Tarefa proposta A> Liste todas as siglas que aparecem no texto sobre o programa Gás para Crescer, cada uma com o nome completo que o texto lhe dá.

Trecho do documento>
Detalhes nem tão pequenos do Gás para Crescer*

Com a perspectiva de redução da participação da Petrobras em diversos segmentos da cadeia de gás natural, o  Ministério de Minas e Energia (MME) lançou em julho de 2016 a iniciativa Gás para Crescer, cujo principal objetivo é o de promover aprimoramentos nas diretrizes e no arcabouço legal e regulatório do setor. Desde então, o Gás para Crescer realizou várias reuniões e fóruns de discussão com stakeholders, definiu diretrizes e selecionou temas prioritários, produziu análises e abriu consulta pública sobre os temas propostos, recebeu contribuições de diversas entidades, criou um Comitê Técnico para o Desenvolvimento da Indústria do Gás Natural (CT-GN) – composto por representantes de instituições públicas e privadas do setor e coordenado pelo MME – e instaurou oito subcomitês temáticos, que são responsáveis pelo estudo e proposição de aprimoramentos, os quais serão validados pelo CT-GN. Grandes e importantes realizações em um curto espaço de tempo.

A iniciativa do MME de lançar um programa voltado essencialmente para as questões do gás natural merece comemorações e aplausos, pois os rumos desse setor no Brasil foram negligenciados pelo planejador energético desde sempre. A lógica do gás natural no país esteve sempre atrelada à do petróleo, já que praticamente todo o gás do país ainda é ofertado pela Petrobras – seja através da produção associada ao petróleo ou pela importação (da Bolívia ou de Gás Natural Liquefeito – GNL). Há tempos que o setor de gás pedia um planejamento e uma política desenhada especificamente para o gás natural, que levasse em conta suas características e interações com os demais energéticos pelo lado da oferta e da demanda.

Ainda mais importante, o Gás para Crescer inaugurou uma nova era de interlocução do governo com os agentes do setor. Pela primeira vez em muitos anos, as diferentes visões e expectativas sobre o papel do gás natural no mix energético brasileiro passaram a ser discutidas abertamente e de maneira ampla nos muitos eventos, seminários e fóruns de discussão. Foi criado um espaço para o diálogo construtivo dos agentes com o formulador de política e o regulador, onde cada agente teve a oportunidade de explicitar suas propostas para destravar investimentos no setor. A retomada desse canal de diálogo entre o governo e o mercado representa o principal avanço para a construção de um setor competitivo e mais transparente no Brasil. Um debate direcionado ao energético, e aberto para os agentes de toda a cadeia do gás – desde a exploração e produção até a distribuição para o consumidor final – é talvez inédito no país. Mais um motivo para comemorar a iniciativa.

Tarefa proposta B> Reescreva somente as entradas que vão da linha com "Attention annotators: the target object for this HIT is person's" até a última entrada, inclusive. Desloque em 46 cada coordenada das caixas delimitadoras.

Entradas>
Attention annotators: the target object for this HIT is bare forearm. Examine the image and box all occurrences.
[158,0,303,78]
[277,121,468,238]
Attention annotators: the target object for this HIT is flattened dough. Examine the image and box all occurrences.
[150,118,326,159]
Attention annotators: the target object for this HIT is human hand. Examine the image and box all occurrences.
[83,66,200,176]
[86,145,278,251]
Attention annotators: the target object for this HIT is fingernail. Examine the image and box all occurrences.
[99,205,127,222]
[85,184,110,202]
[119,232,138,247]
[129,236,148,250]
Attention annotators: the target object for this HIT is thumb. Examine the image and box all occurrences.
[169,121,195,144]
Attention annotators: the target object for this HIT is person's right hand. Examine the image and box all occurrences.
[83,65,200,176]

Resposta correta A>
MME – Ministério de Minas e Energia
CT-GN – Comitê Técnico para o Desenvolvimento da Indústria do Gás Natural
GNL – Gás Natural Liquefeito

Resposta correta B>
Attention annotators: the target object for this HIT is person's right hand. Examine the image and box all occurrences.
[129,111,246,222]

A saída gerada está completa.